Excerpted data section start

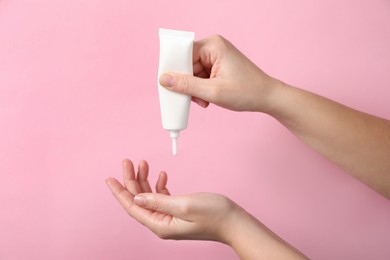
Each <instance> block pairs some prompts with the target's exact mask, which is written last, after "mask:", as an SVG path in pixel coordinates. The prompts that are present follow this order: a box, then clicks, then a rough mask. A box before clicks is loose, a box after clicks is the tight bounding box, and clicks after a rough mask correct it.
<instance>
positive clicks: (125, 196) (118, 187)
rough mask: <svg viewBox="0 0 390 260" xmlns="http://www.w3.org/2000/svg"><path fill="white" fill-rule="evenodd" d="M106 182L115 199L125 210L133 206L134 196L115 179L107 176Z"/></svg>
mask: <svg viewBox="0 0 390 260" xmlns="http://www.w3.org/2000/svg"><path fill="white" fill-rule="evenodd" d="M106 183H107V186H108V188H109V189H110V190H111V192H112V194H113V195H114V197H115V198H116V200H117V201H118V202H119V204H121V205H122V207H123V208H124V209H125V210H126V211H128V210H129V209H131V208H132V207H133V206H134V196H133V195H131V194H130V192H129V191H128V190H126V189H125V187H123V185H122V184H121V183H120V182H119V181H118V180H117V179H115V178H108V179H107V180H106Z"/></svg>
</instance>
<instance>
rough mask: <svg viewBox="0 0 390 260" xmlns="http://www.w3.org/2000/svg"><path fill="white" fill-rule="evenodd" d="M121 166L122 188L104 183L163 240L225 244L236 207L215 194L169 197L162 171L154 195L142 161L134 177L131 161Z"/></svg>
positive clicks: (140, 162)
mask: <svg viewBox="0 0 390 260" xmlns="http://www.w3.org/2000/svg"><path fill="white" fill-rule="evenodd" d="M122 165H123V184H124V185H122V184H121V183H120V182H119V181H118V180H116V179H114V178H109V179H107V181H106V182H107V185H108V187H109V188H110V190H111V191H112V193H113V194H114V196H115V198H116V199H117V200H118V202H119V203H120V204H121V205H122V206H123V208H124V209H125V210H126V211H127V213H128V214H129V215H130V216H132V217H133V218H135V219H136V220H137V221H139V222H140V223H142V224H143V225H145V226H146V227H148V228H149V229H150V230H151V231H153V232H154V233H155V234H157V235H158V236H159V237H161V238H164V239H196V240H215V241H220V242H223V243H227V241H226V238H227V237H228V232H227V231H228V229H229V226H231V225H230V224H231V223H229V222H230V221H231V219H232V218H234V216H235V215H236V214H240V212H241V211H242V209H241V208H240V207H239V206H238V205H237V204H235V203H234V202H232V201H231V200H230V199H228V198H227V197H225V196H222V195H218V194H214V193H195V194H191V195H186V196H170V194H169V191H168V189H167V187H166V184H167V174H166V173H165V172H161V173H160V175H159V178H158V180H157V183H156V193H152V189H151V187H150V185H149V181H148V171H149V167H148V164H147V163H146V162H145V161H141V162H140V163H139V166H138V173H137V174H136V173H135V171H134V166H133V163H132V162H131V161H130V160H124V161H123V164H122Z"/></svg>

Excerpted data section end

▶ [What the task asks]:
Pictures omitted, give the entries again exactly.

▶ [Reply to the exercise]:
Each <instance> block pairs some prompts with the target's exact mask, which is written last, after "mask:", as an SVG path in pixel coordinates. The prompts that are present follow this order: a box, then clicks, then a rough mask. A box before clicks is loose, a box after clicks is the tight bounding box, and clicks after a rough mask correct it.
<instance>
positive clicks: (125, 196) (118, 187)
rough mask: <svg viewBox="0 0 390 260" xmlns="http://www.w3.org/2000/svg"><path fill="white" fill-rule="evenodd" d="M106 182L115 199L125 210L133 206L134 196L115 179L107 176Z"/></svg>
mask: <svg viewBox="0 0 390 260" xmlns="http://www.w3.org/2000/svg"><path fill="white" fill-rule="evenodd" d="M106 183H107V186H108V188H109V189H110V190H111V192H112V194H113V195H114V197H115V198H116V200H117V201H118V202H119V204H121V205H122V207H123V208H124V209H125V210H126V211H128V210H129V209H131V208H132V207H133V206H134V196H133V195H131V194H130V192H129V191H128V190H126V189H125V187H123V185H122V184H121V183H120V182H119V181H118V180H117V179H115V178H108V179H107V180H106Z"/></svg>
</instance>
<instance>
rough mask: <svg viewBox="0 0 390 260" xmlns="http://www.w3.org/2000/svg"><path fill="white" fill-rule="evenodd" d="M121 166L122 188L104 183L163 240L225 244L236 207L215 194L169 197L162 171L154 195L142 161L134 177L131 161Z"/></svg>
positive clicks: (140, 162)
mask: <svg viewBox="0 0 390 260" xmlns="http://www.w3.org/2000/svg"><path fill="white" fill-rule="evenodd" d="M122 165H123V184H124V185H122V184H121V183H120V182H119V181H118V180H116V179H114V178H109V179H107V181H106V182H107V185H108V187H109V188H110V190H111V191H112V193H113V194H114V196H115V198H116V199H117V200H118V202H119V203H120V204H121V205H122V206H123V208H124V209H125V210H126V211H127V213H128V214H129V215H130V216H132V217H133V218H135V219H136V220H137V221H139V222H140V223H142V224H143V225H145V226H146V227H148V228H149V229H150V230H151V231H153V232H154V233H155V234H157V235H158V236H159V237H161V238H164V239H196V240H215V241H220V242H223V243H227V241H226V238H227V237H228V232H227V231H228V229H229V226H231V225H230V224H231V223H229V222H230V221H231V219H232V218H234V216H235V215H236V214H240V212H241V211H242V209H241V208H240V207H239V206H238V205H237V204H235V203H234V202H232V201H231V200H230V199H228V198H227V197H225V196H222V195H218V194H214V193H195V194H191V195H186V196H170V194H169V191H168V189H167V187H166V184H167V174H166V173H165V172H161V173H160V175H159V178H158V180H157V183H156V193H152V189H151V187H150V185H149V181H148V171H149V167H148V164H147V163H146V162H145V161H141V162H140V163H139V166H138V173H137V174H136V173H135V171H134V166H133V163H132V162H131V161H130V160H124V161H123V164H122Z"/></svg>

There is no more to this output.